=== LISTED ENTRIES ===

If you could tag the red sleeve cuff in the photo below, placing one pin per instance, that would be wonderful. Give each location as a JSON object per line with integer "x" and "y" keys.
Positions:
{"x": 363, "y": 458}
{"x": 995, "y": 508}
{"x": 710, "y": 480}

===

▶ EXERCISE BRIEF: Please output every record exactly as it appears.

▶ PROBLEM SOLUTION:
If you could tag the red sleeve cuff in the photo below, placing one pin per instance, that would be wonderful. Give each location as a JSON object per line with integer "x" and "y" keys.
Positions:
{"x": 363, "y": 458}
{"x": 995, "y": 508}
{"x": 710, "y": 480}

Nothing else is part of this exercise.